**** Material for the task ****

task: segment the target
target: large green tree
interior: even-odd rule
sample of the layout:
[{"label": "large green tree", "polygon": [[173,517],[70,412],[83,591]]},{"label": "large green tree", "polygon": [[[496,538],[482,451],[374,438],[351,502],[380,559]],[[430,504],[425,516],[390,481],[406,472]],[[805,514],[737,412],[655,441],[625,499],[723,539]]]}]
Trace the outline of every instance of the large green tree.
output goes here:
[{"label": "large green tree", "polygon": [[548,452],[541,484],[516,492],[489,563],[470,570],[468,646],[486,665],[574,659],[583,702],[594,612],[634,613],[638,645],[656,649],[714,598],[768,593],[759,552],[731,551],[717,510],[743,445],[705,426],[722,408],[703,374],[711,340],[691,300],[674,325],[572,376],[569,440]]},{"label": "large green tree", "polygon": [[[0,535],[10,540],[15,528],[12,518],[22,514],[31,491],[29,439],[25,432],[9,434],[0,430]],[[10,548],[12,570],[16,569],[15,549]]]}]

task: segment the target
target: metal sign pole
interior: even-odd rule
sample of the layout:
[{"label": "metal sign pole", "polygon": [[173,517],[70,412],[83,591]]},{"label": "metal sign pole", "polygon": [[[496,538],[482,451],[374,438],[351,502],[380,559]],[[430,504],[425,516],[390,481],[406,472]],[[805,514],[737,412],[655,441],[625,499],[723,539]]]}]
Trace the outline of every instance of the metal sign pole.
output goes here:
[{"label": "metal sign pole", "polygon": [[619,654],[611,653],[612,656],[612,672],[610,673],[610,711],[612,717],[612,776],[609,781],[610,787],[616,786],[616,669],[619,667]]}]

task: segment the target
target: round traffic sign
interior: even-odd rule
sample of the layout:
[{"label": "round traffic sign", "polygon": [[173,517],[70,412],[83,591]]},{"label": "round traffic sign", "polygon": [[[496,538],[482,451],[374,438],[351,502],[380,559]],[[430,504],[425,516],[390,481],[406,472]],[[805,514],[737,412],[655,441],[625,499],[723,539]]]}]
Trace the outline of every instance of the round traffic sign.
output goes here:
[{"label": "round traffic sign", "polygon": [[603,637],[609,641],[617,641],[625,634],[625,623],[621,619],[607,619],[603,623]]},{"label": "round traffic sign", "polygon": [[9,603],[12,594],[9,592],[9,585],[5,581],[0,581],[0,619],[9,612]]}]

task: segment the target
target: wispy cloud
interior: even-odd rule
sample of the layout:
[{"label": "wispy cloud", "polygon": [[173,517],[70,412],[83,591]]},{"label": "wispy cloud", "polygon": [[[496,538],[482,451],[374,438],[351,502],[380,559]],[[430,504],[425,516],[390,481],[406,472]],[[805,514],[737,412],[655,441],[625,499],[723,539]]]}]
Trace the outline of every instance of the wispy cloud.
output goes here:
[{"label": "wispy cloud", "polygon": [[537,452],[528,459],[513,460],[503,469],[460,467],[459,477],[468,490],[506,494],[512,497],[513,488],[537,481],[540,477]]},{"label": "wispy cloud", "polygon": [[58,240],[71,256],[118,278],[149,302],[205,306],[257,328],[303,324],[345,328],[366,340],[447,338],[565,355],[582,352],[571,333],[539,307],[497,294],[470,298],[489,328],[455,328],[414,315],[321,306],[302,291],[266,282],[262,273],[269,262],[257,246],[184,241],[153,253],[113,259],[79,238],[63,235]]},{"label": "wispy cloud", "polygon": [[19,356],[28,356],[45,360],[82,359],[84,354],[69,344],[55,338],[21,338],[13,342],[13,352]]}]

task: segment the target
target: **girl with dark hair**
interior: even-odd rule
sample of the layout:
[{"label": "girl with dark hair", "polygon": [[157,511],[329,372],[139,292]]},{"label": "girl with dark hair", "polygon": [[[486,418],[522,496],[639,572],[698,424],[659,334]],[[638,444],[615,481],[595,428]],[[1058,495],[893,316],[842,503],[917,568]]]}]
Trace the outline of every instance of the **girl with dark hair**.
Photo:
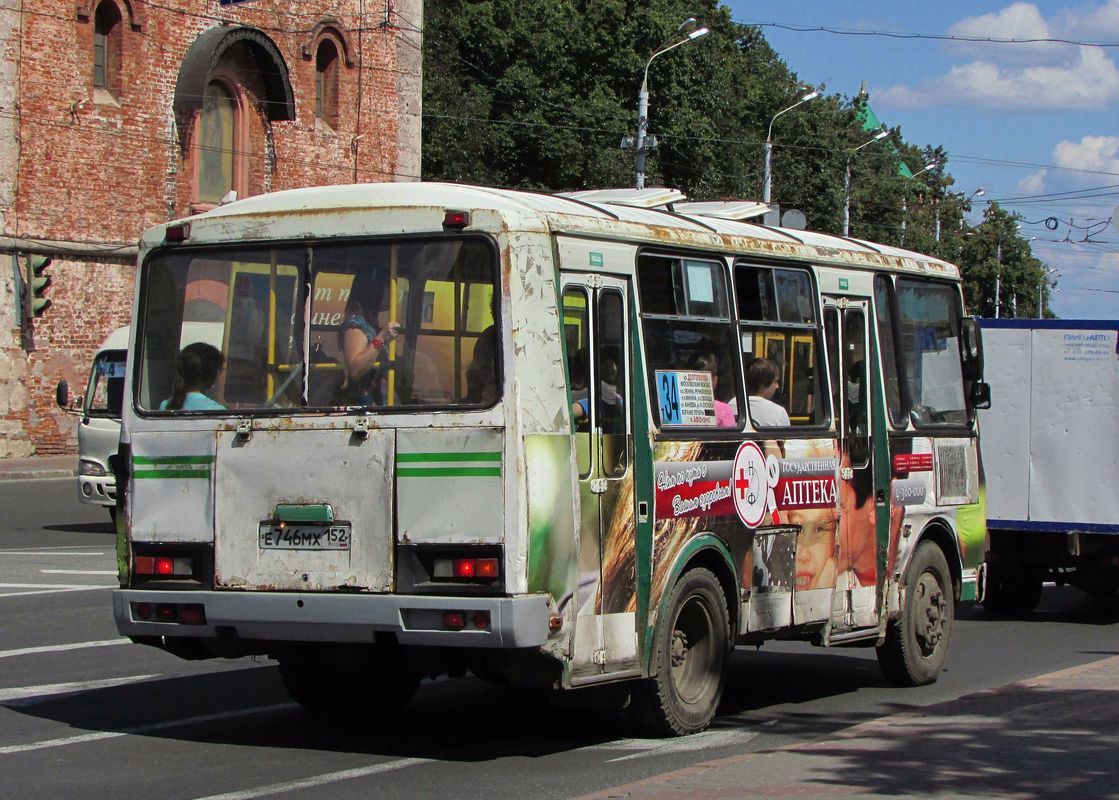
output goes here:
[{"label": "girl with dark hair", "polygon": [[366,275],[354,277],[350,298],[346,303],[345,322],[339,338],[342,343],[342,364],[346,379],[342,385],[347,405],[379,405],[380,387],[374,365],[382,361],[389,344],[400,335],[400,324],[390,322],[379,331],[377,316],[381,310],[384,286],[372,285]]},{"label": "girl with dark hair", "polygon": [[161,411],[214,411],[225,406],[206,394],[225,366],[225,356],[212,344],[194,342],[179,353],[171,396],[159,404]]}]

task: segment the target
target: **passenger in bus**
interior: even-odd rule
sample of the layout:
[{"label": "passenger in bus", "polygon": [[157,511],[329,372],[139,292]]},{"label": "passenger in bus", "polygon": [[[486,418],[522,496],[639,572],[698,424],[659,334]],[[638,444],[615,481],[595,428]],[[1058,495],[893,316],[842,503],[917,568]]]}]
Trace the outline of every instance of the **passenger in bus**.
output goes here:
[{"label": "passenger in bus", "polygon": [[212,344],[188,344],[175,360],[175,382],[171,396],[159,404],[160,411],[215,411],[225,406],[210,397],[218,375],[225,367],[225,356]]},{"label": "passenger in bus", "polygon": [[715,395],[715,424],[720,428],[734,428],[738,425],[734,406],[719,399],[719,356],[715,353],[700,353],[691,364],[696,372],[711,373],[711,392]]},{"label": "passenger in bus", "polygon": [[380,376],[384,372],[384,353],[400,336],[400,324],[388,322],[379,330],[377,319],[382,309],[385,285],[375,284],[368,275],[354,277],[346,303],[345,321],[339,332],[342,366],[346,372],[342,401],[346,405],[380,405],[384,402]]},{"label": "passenger in bus", "polygon": [[497,400],[497,329],[490,325],[474,343],[466,366],[466,402],[490,405]]},{"label": "passenger in bus", "polygon": [[773,402],[781,384],[781,371],[768,358],[759,358],[746,370],[746,390],[750,394],[750,419],[755,428],[788,427],[789,412]]},{"label": "passenger in bus", "polygon": [[[580,421],[589,420],[591,416],[590,388],[582,382],[586,380],[586,358],[586,350],[580,348],[575,353],[571,371],[571,398],[573,400],[571,416],[575,420],[576,427],[579,427]],[[608,355],[603,355],[599,361],[598,390],[599,398],[602,401],[599,408],[602,409],[602,413],[606,417],[606,419],[600,420],[600,426],[604,430],[618,428],[619,426],[624,430],[622,413],[625,406],[622,396],[618,394],[618,362]]]}]

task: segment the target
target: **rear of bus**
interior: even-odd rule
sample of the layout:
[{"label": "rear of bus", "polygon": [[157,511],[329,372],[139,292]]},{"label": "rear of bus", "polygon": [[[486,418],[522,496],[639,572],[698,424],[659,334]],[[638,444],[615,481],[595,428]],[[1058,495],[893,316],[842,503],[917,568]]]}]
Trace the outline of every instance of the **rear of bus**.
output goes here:
[{"label": "rear of bus", "polygon": [[[145,237],[117,624],[186,658],[275,656],[308,707],[359,675],[407,700],[453,671],[428,650],[475,667],[549,633],[507,524],[524,475],[498,237],[444,208],[309,214],[291,194]],[[361,375],[347,336],[380,340]],[[187,348],[224,364],[175,408]]]}]

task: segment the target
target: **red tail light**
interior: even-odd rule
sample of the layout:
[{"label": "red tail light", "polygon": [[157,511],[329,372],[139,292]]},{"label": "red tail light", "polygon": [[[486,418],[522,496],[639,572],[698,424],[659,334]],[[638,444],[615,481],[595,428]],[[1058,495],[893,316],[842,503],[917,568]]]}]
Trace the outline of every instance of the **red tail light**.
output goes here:
[{"label": "red tail light", "polygon": [[456,578],[473,578],[474,577],[474,559],[473,558],[456,558],[455,559],[455,577]]},{"label": "red tail light", "polygon": [[466,615],[461,611],[444,611],[443,627],[453,631],[461,631],[466,627]]}]

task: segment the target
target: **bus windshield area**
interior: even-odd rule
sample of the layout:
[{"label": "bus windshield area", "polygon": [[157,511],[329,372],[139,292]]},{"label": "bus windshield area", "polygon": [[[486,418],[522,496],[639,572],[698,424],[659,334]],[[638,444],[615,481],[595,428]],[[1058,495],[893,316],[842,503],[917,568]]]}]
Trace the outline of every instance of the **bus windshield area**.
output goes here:
[{"label": "bus windshield area", "polygon": [[88,416],[120,418],[127,356],[124,350],[103,350],[93,359],[83,403]]},{"label": "bus windshield area", "polygon": [[496,258],[481,238],[164,250],[145,263],[144,411],[484,407]]}]

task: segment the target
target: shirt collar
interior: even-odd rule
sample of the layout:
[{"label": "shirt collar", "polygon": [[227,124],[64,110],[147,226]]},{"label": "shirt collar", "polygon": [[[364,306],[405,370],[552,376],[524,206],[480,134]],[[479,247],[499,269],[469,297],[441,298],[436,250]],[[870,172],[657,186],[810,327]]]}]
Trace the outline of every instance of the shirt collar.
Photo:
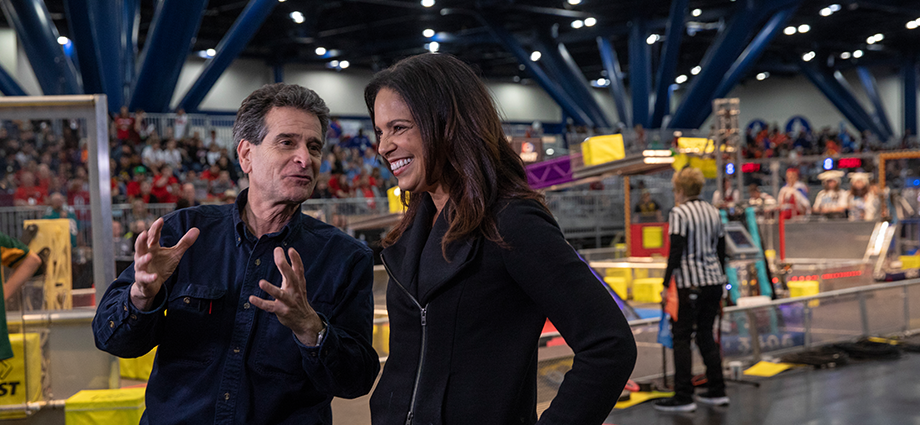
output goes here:
[{"label": "shirt collar", "polygon": [[[246,223],[243,222],[242,211],[244,208],[246,208],[247,202],[249,202],[249,188],[243,189],[243,191],[237,195],[236,202],[234,203],[236,208],[233,208],[233,227],[236,229],[236,246],[240,246],[244,238],[253,243],[258,241],[258,238],[249,232],[249,229],[246,228]],[[287,242],[288,239],[290,239],[295,233],[294,229],[296,229],[302,222],[304,222],[303,213],[298,211],[294,214],[293,217],[291,217],[291,220],[288,221],[288,223],[285,224],[280,231],[276,233],[269,233],[265,236],[272,238],[279,237]]]}]

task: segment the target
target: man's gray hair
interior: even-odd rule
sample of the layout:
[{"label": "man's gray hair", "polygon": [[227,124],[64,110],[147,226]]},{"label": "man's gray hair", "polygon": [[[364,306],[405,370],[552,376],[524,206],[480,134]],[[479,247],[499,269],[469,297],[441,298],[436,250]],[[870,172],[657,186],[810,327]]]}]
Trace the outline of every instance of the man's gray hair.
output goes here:
[{"label": "man's gray hair", "polygon": [[319,119],[323,142],[329,128],[329,108],[316,92],[296,84],[266,84],[252,92],[240,105],[233,124],[233,142],[239,144],[246,139],[249,143],[262,143],[268,133],[265,115],[272,108],[291,107],[308,112]]}]

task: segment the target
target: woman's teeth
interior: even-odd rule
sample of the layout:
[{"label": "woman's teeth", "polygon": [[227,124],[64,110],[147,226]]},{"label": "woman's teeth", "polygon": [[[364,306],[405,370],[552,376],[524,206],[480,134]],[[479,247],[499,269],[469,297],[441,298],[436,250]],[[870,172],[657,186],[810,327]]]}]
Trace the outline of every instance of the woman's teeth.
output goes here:
[{"label": "woman's teeth", "polygon": [[398,159],[395,162],[391,162],[390,171],[396,171],[402,167],[405,167],[409,165],[410,162],[412,162],[412,158],[403,158],[403,159]]}]

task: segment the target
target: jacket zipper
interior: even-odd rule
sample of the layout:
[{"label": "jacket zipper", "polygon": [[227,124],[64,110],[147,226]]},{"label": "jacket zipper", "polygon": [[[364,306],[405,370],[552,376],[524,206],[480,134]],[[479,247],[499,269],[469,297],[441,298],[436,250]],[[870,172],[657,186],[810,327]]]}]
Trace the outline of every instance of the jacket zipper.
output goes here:
[{"label": "jacket zipper", "polygon": [[390,275],[390,277],[393,279],[393,282],[396,283],[396,286],[398,286],[399,289],[402,289],[403,292],[406,293],[406,296],[412,300],[416,307],[418,307],[422,317],[422,344],[421,348],[419,349],[418,369],[415,371],[415,384],[412,387],[412,401],[409,404],[409,414],[406,415],[406,425],[412,425],[412,419],[415,416],[415,402],[416,398],[418,397],[418,385],[422,378],[422,366],[425,364],[425,351],[428,346],[428,305],[426,304],[424,307],[422,307],[422,305],[419,304],[415,297],[409,293],[409,290],[406,289],[402,283],[399,283],[399,280],[397,280],[396,277],[393,276],[393,273],[390,272],[390,266],[387,265],[387,261],[383,258],[383,255],[380,256],[380,260],[383,262],[383,268],[387,270],[387,274]]}]

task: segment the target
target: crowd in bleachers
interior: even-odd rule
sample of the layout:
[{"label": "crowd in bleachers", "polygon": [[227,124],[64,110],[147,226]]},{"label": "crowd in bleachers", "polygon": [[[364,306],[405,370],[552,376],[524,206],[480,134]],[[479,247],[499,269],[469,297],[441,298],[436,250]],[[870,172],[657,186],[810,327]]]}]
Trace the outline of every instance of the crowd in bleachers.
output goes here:
[{"label": "crowd in bleachers", "polygon": [[854,135],[846,128],[834,130],[824,127],[818,131],[801,129],[787,133],[781,131],[778,124],[748,128],[745,142],[743,154],[748,159],[834,156],[918,147],[916,137],[909,132],[898,141],[884,141],[869,131]]},{"label": "crowd in bleachers", "polygon": [[[233,144],[211,130],[189,131],[184,111],[160,135],[138,110],[114,115],[110,128],[113,204],[176,203],[179,207],[235,199],[248,186]],[[71,206],[88,205],[88,147],[77,122],[0,123],[0,206],[49,205],[59,193]],[[189,134],[190,133],[190,134]],[[333,119],[314,198],[386,196],[395,184],[363,130],[344,134]]]}]

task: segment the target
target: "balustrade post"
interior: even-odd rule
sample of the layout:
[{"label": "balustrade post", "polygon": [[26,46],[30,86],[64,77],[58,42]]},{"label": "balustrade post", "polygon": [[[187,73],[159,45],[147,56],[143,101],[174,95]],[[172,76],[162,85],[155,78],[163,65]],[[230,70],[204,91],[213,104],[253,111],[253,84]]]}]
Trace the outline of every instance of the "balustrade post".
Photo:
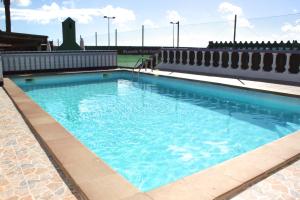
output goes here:
[{"label": "balustrade post", "polygon": [[210,66],[213,66],[214,65],[214,52],[213,51],[210,51]]},{"label": "balustrade post", "polygon": [[194,65],[195,66],[197,65],[197,62],[198,62],[197,53],[198,53],[197,51],[194,51],[194,54],[195,54]]},{"label": "balustrade post", "polygon": [[231,56],[232,56],[232,51],[228,51],[228,67],[231,67]]},{"label": "balustrade post", "polygon": [[158,65],[158,53],[155,54],[156,65]]},{"label": "balustrade post", "polygon": [[182,51],[180,50],[179,53],[179,64],[182,64]]},{"label": "balustrade post", "polygon": [[238,52],[239,61],[238,61],[238,68],[242,68],[242,52]]},{"label": "balustrade post", "polygon": [[164,50],[161,50],[161,63],[163,63],[164,62]]},{"label": "balustrade post", "polygon": [[205,66],[205,51],[202,51],[202,55],[201,55],[201,66]]},{"label": "balustrade post", "polygon": [[291,53],[286,53],[286,63],[285,63],[285,72],[289,72],[289,68],[290,68],[290,58],[291,58]]},{"label": "balustrade post", "polygon": [[218,51],[219,53],[219,67],[222,66],[222,56],[223,56],[223,51]]},{"label": "balustrade post", "polygon": [[260,68],[260,70],[263,70],[265,53],[260,52],[259,54],[260,54],[259,68]]},{"label": "balustrade post", "polygon": [[276,57],[277,57],[277,53],[272,53],[273,55],[273,61],[272,61],[272,70],[274,71],[276,69]]},{"label": "balustrade post", "polygon": [[248,54],[249,54],[249,62],[248,62],[248,66],[249,66],[249,68],[251,69],[251,67],[252,67],[252,55],[253,55],[253,53],[252,53],[252,52],[248,52]]},{"label": "balustrade post", "polygon": [[190,64],[190,51],[186,51],[186,64]]},{"label": "balustrade post", "polygon": [[170,63],[170,51],[167,51],[167,63]]}]

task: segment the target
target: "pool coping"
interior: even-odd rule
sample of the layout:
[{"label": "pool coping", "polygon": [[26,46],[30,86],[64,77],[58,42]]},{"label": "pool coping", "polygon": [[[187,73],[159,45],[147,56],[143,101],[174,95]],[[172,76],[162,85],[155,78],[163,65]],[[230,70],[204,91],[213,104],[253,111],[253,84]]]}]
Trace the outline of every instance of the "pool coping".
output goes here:
[{"label": "pool coping", "polygon": [[141,192],[81,144],[9,78],[4,78],[4,89],[43,148],[53,155],[86,199],[227,199],[300,159],[300,131],[297,131],[173,183]]}]

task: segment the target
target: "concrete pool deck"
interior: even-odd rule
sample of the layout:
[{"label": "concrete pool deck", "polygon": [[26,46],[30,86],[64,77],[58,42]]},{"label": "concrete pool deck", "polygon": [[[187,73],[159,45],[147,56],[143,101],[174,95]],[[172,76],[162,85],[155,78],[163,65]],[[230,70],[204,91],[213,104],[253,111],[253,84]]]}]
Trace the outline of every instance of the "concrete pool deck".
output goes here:
[{"label": "concrete pool deck", "polygon": [[[173,74],[162,71],[154,71],[153,73],[156,75]],[[181,73],[174,73],[173,75],[174,77],[179,75],[191,77],[189,74]],[[216,79],[216,77],[192,76],[197,76],[201,81],[205,81],[202,80],[203,78]],[[219,81],[222,82],[223,78],[220,79]],[[240,81],[232,80],[232,84],[234,82],[238,82],[236,87],[239,87],[237,84],[241,84]],[[257,84],[264,85],[263,83]],[[241,87],[245,87],[245,83],[242,85],[244,86]],[[264,86],[266,89],[270,87],[269,84]],[[299,87],[279,86],[283,89],[272,88],[272,92],[290,92],[290,95],[294,96],[300,94]],[[81,190],[80,192],[89,199],[231,198],[248,186],[298,160],[300,155],[300,132],[298,131],[207,170],[142,193],[88,151],[9,79],[5,79],[5,89],[36,137],[45,144],[46,151],[54,155],[54,160],[75,182]],[[295,93],[294,89],[298,89],[298,91]]]}]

****

Write down again, exactly as given, only the lines above that fall from the line with "target: **red tail light**" to the line with "Trace the outline of every instance of the **red", inclusive.

■ Response to the task ■
target: **red tail light**
interior: even-odd rule
sample of the layout:
[{"label": "red tail light", "polygon": [[157,511],[329,372],[139,292]]},{"label": "red tail light", "polygon": [[[486,418],[522,496],[639,572],[698,424],[659,334]],[[638,444],[615,481],[595,428]],[[1058,495],[893,316],[842,503],[917,568]]]}]
Trace the outline of every instance of the **red tail light**.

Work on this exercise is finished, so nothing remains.